TASK SET.
[a] In the Filecoin data bridge tutorial, which network carries messages between Avalanche and Filecoin?
[b] Quote the stretch of the Filecoin data bridge tutorial from "As one of the" through "other EVM-compatible blockchains.".
[c] Continue the Filecoin data bridge tutorial from where it stops.

TEXT BLOCK.
Cross-Chain Data Bridge(CCDB)

Introduction

As one of the leading decentralized storage networks, Filecoin is designed to store and safeguard large volumes of data in a distributed and censorship-resistant manner. With the addition of the Filecoin Virtual Machine (FVM), programmatic storage is now available on Filecoin and enables fully trustless, on-chain storage deal-making. It will open up opportunities for Filecoin to offer its verifiable storage service to other smart contract platforms like Ethereum, Polygon, Avalanche, and other EVM-compatible blockchains.

In the context of decentralized storage, Cross-chain Data Bridge (AKA onramp contract) allows applications on EVM-compatible blockchains (such as Ethereum, Avalanche, Polygon, Linea, etc.) to seamlessly store data on Filecoin’s decentralized storage network without users interacting directly with Filecoin.

The process includes escrowed payments on the source chain, data preparation and aggregation for Filecoin storage deals, and cross-chain proof validation before payment release.

This tutorial will guide you through:

• Understanding the architecture and workflow of the data bridge.

• Setting up connections from any EVM-compatible source chain.

• Uploading data to Filecoin via the bridge.

• Hands-on code examples.

Architecture Overview

A combination of on-chain contracts and off-chain services powers the cross-chain data bridge. At a high level, it consists of:

1. Smart contracts

   • OnRamp Contract (Source Chain – Any EVM Chain)

     • This smart contract receives storage requests from users.

     • Verifies the data aggregation proof.

     • It holds the user’s payment in escrow and emits an event for off-chain agents.

   • Oracle Contract (Source Chain – Same EVM Chain)

     • Receives storage confirmations from Filecoin.

     • Validates proofs and triggers the OnRamp to release escrowed funds.

   • Prover Contract (Destination Chain – Filecoin Network)

     • Verifies storage deals sealed on Filecoin.

     • Sends attestations (proofs) back to the source chain via a cross-chain messaging layer.

   • Cross-Chain Messaging Bridge (e.g, Axelar)

     • The system uses the Axelar network to transport messages between Avalanche and Filecoin.

2. xChain Client (Off-Chain Agent)

   • Monitors the OnRamp contract for new data offers.

   • Handles file packaging (CAR file creation), CommP calculation, and deal submission to Filecoin.

   • It can also serve as a storage buffer for storage providers to retrieve data to make storage deals on Filecoin.

High-Level Workflow

The bridge’s workflow can be summarized in a multi-step process:

1. Upload Data: A user submits a storage offer to the OnRamp contract on their EVM-compatible chain.

2. Data Aggregation: The xChain client detects the offer from smart contract events, fetches the data, aggregates smaller data into a big piece, and sends the proof of aggregation back to the onramp contract.

Coordinate annotation entries
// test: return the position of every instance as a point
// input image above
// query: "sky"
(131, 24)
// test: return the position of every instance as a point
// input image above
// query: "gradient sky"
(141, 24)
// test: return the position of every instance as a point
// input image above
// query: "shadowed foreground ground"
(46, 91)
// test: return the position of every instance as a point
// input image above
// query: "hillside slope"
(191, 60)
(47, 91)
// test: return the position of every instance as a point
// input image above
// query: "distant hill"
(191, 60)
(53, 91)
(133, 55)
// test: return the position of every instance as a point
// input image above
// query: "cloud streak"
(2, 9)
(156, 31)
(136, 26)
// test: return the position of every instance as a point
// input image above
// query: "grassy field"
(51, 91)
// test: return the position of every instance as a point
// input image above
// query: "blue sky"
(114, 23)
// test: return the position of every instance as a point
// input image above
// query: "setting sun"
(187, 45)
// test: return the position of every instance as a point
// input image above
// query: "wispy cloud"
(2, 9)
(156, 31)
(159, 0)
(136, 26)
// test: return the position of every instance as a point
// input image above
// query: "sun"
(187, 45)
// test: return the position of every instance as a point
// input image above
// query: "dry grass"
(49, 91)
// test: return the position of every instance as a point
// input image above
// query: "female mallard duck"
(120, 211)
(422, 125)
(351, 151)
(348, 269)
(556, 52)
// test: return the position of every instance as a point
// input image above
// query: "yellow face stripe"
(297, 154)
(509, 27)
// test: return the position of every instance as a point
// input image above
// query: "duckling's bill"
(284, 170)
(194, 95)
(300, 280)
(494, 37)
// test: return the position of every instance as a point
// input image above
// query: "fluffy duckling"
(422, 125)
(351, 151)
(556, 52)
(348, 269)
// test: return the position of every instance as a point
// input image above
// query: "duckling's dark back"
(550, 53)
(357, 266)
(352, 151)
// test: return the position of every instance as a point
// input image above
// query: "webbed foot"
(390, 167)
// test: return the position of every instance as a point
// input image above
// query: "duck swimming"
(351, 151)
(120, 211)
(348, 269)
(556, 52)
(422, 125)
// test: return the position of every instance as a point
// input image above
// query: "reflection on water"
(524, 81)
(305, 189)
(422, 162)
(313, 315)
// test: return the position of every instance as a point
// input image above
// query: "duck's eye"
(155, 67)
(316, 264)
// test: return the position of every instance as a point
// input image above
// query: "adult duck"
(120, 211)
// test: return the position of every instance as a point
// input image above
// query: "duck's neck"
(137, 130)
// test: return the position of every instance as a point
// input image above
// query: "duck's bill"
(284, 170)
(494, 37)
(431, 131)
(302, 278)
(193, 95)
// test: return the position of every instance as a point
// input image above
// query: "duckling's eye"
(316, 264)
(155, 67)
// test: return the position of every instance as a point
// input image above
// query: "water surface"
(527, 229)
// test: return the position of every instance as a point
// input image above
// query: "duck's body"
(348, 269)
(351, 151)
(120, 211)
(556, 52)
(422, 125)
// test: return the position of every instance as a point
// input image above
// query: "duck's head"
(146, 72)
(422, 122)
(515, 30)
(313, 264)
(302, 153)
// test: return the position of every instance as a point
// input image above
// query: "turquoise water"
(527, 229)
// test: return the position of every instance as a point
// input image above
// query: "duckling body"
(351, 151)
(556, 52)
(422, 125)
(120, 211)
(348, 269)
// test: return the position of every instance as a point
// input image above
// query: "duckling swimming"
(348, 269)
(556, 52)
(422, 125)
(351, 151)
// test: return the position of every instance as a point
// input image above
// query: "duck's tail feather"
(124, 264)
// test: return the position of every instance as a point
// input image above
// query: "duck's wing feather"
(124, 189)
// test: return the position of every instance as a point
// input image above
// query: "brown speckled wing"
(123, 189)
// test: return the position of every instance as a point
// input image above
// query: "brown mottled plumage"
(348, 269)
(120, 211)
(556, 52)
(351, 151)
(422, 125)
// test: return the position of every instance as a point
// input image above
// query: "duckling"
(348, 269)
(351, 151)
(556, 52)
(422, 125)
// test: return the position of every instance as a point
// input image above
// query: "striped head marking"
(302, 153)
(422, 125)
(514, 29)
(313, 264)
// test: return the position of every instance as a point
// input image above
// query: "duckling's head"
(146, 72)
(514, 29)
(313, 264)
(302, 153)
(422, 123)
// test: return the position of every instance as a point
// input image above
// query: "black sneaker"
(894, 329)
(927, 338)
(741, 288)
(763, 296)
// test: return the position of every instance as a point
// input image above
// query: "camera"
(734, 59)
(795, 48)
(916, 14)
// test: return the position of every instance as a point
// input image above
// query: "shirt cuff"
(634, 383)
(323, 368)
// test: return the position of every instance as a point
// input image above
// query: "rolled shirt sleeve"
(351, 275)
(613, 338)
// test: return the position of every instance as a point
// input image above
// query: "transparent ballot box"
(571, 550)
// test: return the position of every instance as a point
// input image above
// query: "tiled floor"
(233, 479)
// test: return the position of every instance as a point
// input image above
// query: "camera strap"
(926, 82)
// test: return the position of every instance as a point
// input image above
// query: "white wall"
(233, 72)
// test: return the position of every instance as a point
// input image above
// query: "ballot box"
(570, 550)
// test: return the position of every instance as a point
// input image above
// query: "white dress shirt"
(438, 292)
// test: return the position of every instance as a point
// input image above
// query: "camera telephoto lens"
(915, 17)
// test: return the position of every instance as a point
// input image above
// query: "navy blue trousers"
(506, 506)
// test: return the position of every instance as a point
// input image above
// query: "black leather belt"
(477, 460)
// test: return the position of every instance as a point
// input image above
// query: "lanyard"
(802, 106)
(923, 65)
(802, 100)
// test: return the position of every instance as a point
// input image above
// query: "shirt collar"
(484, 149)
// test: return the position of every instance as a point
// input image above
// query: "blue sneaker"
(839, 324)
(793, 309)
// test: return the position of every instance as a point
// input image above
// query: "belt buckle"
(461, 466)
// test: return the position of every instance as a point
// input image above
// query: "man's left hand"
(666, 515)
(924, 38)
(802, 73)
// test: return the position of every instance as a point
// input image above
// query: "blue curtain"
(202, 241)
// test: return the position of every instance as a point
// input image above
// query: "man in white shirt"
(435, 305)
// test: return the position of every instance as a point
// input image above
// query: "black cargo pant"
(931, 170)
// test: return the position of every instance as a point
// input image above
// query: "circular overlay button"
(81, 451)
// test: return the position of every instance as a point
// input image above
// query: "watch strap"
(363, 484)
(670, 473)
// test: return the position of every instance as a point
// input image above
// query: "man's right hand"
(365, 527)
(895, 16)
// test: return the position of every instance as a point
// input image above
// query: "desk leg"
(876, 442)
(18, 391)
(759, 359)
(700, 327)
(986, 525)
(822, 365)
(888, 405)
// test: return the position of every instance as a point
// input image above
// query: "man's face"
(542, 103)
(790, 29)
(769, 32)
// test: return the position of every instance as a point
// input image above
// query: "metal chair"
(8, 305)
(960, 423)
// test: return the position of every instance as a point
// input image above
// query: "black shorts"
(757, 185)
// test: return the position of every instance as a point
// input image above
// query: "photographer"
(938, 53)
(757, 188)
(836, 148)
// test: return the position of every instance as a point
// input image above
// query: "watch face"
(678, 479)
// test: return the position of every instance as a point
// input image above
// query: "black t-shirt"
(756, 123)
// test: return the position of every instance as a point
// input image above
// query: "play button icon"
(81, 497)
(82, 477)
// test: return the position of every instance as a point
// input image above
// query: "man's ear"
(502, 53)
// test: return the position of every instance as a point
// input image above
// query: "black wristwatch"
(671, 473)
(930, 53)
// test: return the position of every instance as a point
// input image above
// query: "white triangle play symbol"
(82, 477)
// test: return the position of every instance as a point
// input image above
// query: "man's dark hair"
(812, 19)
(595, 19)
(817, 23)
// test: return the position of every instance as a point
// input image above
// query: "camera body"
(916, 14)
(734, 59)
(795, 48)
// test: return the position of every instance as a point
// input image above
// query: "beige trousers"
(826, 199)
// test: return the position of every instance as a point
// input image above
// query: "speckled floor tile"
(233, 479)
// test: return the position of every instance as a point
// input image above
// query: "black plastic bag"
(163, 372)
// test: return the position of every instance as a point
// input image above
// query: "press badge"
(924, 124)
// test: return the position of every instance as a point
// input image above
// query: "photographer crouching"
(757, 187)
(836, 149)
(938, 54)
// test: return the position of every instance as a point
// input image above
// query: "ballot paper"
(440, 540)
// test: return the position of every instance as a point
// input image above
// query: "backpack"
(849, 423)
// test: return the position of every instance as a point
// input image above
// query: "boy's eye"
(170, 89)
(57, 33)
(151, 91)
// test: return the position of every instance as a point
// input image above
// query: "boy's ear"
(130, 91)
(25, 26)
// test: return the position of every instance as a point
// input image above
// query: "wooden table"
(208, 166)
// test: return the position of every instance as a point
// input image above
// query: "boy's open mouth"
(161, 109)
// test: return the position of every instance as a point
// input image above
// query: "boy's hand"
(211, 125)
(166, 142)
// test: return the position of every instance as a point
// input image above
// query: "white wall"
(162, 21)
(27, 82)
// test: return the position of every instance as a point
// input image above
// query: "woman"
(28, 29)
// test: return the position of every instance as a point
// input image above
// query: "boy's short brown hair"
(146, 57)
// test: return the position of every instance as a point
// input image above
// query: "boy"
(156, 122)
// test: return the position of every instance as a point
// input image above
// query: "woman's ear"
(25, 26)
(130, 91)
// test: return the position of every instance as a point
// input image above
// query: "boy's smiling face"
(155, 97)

ANSWERS PROVIDED.
[a] The Axelar network.

[b]
As one of the leading decentralized storage networks, Filecoin is designed to store and safeguard large volumes of data in a distributed and censorship-resistant manner. With the addition of the Filecoin Virtual Machine (FVM), programmatic storage is now available on Filecoin and enables fully trustless, on-chain storage deal-making. It will open up opportunities for Filecoin to offer its verifiable storage service to other smart contract platforms like Ethereum, Polygon, Avalanche, and other EVM-compatible blockchains.

[c]
3. Filecoin storage deal making: The xChain client will send the storage deal proposal to the storage providers either through an on-chain smart contract or an off-chain process.

4. Bridging Proofs: Once Filecoin confirms the data is stored, the Prover contract will receive the deal notification automatically and emit a proof via the Axelar cross-chain messaging network.

5. Payment Release: The Oracle contract on the source chain verifies the proof and instructs the OnRamp to release payment.

Each component plays a vital role in ensuring trust-minimized and seamless data storage between chains. This modular design also makes the bridge extensible—one could integrate a different messaging layer or deal aggregator without changing the overall flow.

Using the Bridge to store data

Now that we understand the architecture, let’s see how to interact with the cross-chain bridge as a developer. We will use the Avalanche Fuji testnet as an example. We will cover how to connect to an existing bridge deployment, upload data from Avalanche to Filecoin step-by-step, and what tools or SDKs are involved.

Pre-Requisites

• RPC endpoints for your source EVM chain (e.g., Avalanche Fuji).

• Wallet with enough native tokens (FIL & AVAX) and ERC-20 tokens for fees and storage payments.

• Access to OnRamp and Oracle contracts on Avalanche Fuji & Prover contract on the Filecoin network.

  • In this tutorial, we are going to use the pre-deployed contracts on Avalanche and Filecoin. The details are here.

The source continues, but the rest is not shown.